69 Ohio Law. Abs. 333 | Ohio Ct. App. | 1952
OPINION
In this appeal on questions of law from a judgment of the Probate Court of Scioto County, the appellant, Earl F. Glass, says that:
“1. The judgment and finding of the trial court is not sustained by sufficient evidence.
“2. The judgment and finding of the trial court is contrary to law.
“3. The trial court erred in the admission of the evidence offered by the appellees to .which the appellant objected.
“4. The judgment of the trial court should have been that the appellant, Earl F. Glass, was entitled to share in the distribution of the estate of Earl B. Glass, deceased.”
The record shows that Alma E. Glass, the widow of and administratrix of the estate of Earl B. Glass, filed her petition to determine heirship in the Probate Court, stating that Earl F. Glass, the appellant herein, was a claimant to a share of the estate of the decedent, but that his exact relationship was unknown.
Ruth Lewis, who filed an answer in the proceedings, is admitted, by all parties, to be a natural daughter of the deceased.
Earl F. Glass also filed an answer, and alleged therein that he is a son of Earl B. Glass, deceased.
The testimony presented at the trial was in conflict, but there was sufficient competent evidence to show that Earl F. Glass was brought into the home of Earl B. Glass by a former deceased wife, that she obtained the appellant from
The trial court had before it sufficient competent evidence to sustain this view of the evidence, and hence this court cannot say that the judgment is either manifestly against the weight of the evidence or contrary to law.
When Earl F. Glass needed a birth certificate for the purpose of obtaining work, Earl B. Glass and his first wife, whose name was also Alma, executed an affidavit stating that Earl F. Glass was their son.' It was upon the application of Earl F. Glass, supported by these affidavits, that a birth certificate was given to Earl F. Glass, showing him to be the son of Earl B. Glass.

**DIRECTION A:**
Arrange the rows from the line containing "out the black" up to and including the line containing "[(526, 129)]" as a JSON list of strings, one string per line and no blank lines.
The court opinion above and the rows that come next are unrelated material.

**THE DATA:**
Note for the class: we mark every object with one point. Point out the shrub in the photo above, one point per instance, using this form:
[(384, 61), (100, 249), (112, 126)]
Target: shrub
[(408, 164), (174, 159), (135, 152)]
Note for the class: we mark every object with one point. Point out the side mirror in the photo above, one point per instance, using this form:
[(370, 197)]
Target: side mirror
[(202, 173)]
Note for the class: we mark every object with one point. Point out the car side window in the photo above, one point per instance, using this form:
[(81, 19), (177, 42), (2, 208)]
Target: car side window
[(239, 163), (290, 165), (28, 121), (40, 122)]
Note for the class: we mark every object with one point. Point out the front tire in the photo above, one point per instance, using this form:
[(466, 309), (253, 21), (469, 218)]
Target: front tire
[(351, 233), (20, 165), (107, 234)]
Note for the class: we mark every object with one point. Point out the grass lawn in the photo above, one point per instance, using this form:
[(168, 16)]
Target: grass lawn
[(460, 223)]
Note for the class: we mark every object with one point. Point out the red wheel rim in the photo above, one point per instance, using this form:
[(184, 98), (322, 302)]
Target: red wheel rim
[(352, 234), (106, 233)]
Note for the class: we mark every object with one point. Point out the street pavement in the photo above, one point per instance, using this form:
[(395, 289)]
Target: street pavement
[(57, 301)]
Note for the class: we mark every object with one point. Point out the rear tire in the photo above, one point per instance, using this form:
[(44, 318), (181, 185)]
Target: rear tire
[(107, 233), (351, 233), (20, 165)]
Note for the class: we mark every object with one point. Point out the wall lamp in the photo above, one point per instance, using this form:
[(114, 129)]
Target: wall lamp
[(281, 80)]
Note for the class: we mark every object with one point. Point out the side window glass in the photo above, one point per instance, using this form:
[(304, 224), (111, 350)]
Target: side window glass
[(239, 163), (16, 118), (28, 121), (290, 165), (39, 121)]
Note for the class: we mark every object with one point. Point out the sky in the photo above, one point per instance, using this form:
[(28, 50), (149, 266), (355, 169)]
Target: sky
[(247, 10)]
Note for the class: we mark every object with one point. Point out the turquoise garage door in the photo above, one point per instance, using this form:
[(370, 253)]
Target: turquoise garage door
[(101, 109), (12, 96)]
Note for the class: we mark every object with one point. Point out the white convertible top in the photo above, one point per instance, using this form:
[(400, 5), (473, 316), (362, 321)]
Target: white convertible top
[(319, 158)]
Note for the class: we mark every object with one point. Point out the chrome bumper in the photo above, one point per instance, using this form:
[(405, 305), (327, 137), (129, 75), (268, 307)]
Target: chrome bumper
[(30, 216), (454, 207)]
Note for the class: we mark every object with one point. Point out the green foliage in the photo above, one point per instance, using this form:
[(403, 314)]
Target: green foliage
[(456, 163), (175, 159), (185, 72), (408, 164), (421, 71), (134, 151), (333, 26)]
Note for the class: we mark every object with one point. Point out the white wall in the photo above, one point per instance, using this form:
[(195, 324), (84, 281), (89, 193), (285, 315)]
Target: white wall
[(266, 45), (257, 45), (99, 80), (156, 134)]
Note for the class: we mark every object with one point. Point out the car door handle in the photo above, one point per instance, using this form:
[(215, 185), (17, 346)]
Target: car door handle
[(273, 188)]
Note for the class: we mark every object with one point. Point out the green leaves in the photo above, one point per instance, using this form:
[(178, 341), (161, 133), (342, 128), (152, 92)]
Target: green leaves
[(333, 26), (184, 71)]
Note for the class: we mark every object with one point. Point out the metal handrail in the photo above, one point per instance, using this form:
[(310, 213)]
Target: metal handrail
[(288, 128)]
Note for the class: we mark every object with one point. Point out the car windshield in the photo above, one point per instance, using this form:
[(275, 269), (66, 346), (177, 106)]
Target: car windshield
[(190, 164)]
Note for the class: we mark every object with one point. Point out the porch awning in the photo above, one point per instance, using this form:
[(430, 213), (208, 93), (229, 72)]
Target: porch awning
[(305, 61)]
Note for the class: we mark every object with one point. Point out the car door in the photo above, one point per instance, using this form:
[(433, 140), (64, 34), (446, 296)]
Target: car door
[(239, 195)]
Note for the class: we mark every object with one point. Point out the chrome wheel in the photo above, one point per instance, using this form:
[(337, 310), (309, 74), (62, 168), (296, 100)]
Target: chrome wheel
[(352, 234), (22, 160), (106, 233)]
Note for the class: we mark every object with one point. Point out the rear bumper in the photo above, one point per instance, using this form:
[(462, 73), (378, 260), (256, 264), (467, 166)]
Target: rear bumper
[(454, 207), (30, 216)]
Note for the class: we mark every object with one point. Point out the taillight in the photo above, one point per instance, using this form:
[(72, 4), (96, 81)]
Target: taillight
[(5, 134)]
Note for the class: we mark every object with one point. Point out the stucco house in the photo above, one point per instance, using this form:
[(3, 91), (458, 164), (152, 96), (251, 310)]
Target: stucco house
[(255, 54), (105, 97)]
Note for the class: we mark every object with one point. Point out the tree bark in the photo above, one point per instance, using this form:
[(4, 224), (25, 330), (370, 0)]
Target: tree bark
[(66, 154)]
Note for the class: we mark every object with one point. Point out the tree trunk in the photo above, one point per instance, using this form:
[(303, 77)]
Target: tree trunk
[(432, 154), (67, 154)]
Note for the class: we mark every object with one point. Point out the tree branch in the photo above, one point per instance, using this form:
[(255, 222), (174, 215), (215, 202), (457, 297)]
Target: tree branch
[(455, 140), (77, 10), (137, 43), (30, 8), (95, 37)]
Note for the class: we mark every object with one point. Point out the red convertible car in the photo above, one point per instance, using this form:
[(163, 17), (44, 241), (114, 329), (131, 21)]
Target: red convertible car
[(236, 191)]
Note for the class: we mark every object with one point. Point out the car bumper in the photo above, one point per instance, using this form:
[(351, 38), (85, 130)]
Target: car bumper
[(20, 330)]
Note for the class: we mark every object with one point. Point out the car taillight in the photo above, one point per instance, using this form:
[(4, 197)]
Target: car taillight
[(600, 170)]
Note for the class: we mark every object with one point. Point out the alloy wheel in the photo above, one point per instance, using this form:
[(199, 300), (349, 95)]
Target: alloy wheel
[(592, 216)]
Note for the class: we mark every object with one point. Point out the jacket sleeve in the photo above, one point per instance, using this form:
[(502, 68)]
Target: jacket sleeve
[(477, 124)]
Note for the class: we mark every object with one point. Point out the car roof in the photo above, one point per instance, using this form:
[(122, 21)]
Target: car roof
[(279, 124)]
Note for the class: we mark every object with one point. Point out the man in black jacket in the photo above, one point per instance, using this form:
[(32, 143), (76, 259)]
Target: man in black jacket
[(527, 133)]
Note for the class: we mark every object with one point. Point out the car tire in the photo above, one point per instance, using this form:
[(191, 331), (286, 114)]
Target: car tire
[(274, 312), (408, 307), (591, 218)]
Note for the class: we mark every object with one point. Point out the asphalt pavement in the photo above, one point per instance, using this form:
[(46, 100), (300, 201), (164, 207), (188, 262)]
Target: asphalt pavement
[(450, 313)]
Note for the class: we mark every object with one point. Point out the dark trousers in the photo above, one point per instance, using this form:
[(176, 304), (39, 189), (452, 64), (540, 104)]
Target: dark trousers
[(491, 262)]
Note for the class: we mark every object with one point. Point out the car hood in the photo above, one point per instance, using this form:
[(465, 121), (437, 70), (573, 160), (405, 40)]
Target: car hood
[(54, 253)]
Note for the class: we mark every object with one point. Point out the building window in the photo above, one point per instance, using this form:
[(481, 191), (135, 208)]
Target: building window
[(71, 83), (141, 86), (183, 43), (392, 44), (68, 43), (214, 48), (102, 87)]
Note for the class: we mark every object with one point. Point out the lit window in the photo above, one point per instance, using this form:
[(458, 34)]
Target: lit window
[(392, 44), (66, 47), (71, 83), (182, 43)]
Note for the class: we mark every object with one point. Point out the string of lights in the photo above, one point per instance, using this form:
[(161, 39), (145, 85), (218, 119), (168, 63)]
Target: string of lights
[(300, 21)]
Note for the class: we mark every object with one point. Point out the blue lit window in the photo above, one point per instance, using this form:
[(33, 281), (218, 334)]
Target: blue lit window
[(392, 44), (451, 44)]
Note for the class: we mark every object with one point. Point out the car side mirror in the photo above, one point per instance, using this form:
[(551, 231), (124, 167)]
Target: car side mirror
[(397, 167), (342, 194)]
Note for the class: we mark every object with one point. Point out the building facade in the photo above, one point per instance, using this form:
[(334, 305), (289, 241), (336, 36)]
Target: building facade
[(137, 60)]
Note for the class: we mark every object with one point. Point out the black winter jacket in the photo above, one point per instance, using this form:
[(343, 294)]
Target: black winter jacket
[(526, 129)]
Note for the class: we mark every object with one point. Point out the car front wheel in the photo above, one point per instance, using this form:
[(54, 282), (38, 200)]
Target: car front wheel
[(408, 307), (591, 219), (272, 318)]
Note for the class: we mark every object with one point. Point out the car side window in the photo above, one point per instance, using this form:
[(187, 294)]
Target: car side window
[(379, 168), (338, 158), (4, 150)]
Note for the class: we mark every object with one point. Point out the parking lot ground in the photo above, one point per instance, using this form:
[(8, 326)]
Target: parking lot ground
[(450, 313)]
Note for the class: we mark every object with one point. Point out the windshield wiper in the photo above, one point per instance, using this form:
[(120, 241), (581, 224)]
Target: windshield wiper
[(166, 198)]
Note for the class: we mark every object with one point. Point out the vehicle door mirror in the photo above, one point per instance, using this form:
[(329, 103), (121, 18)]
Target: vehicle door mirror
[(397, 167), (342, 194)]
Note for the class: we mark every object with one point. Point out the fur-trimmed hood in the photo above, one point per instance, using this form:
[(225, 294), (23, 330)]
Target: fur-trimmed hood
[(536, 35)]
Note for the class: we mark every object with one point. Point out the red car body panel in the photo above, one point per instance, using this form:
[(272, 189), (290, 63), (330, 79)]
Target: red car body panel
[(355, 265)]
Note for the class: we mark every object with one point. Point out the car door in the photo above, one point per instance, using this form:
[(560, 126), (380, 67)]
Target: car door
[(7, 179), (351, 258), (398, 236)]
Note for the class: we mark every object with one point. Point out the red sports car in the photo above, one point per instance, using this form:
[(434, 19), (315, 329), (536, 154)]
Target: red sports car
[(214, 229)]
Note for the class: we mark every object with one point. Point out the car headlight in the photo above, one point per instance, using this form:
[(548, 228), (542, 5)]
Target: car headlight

**DIRECTION B:**
Pick up the court opinion on the heirship claim of Earl F. Glass and continue it from its last sentence.

**WRITTEN REPLY A:**
[
  "Note for the class: we mark every object with one point. Point out the black winter jacket in the photo above, one point per instance, using this form:",
  "[(343, 294)]",
  "Target: black winter jacket",
  "[(526, 129)]"
]

**WRITTEN REPLY B:**
Earl B. Glass also, when his first wife died, listed, in the application for letters testamentary, Earl F. Glass as an heir and next of kin of his deceased wife, Alma.
Earl F. Glass now says that the parties herein are estopped to deny the fact that he is not the natural son of Earl B. Glass.
We cannot agree with counsel as to the position they contend for in this claim. One does not become a child and heir by extra legal acts of the parties.
There were legal methods by which Earl B. Glass could have made the appellant an heir, such as adoption, and by statutory designation of heirship. Earl B. Glass could also have made the appellant a beneficiary by means of a will.
Estoppel, as claimed by Earl F. Glass, the appellant, is of no effect. Against whom should the estoppel be directed: Ruth Lewis, and Alma E. Glass as the administratrix herein?
“An estoppel is defined as a bar which precludes a person from denying the truth of a fact which has in contemplation of law become settled by the acts and proceedings of judicial officers or by the act of the party himself. If the estoppel is by the conduct of a person, it is one of the essential elements that his conduct must have induced another to believe in the existence of a particular state of facts and to act thereon to his prejudice.”
Sanborn v. Sanborn, 106 Oh St 641, at p. 647.
Certainly Ruth Lewis and Alma E. Glass have not estopped themselves in these proceedings. These parties are claiming their rights under the statutes of descent and distribution. Earl F. Glass, the appellant, may have believed in the existence of a particular state of facts, but he did not “act thereon to his prejudice.”
The appellant, Earl F. Glass, suggests to this court that the order of the Probate Court, finding that his birth should be registered as the son of Earl B. and Alma Glass, is conclusive, and that the trial court was bound by such determination.
The statute which provides for the registration of an unrecorded birth (§1261-57 GC) requires the Probate Court, when satisfactory proof is submitted, to make a finding as to the facts and to order the registration of birth of the applicant. The order so entered by the Probate Court is not a judgment as such term is defined in §11582 GC, nor is it an action within the meaning of §11237 GC. See also: Bird, et al., v. Young, 56 Oh St 210.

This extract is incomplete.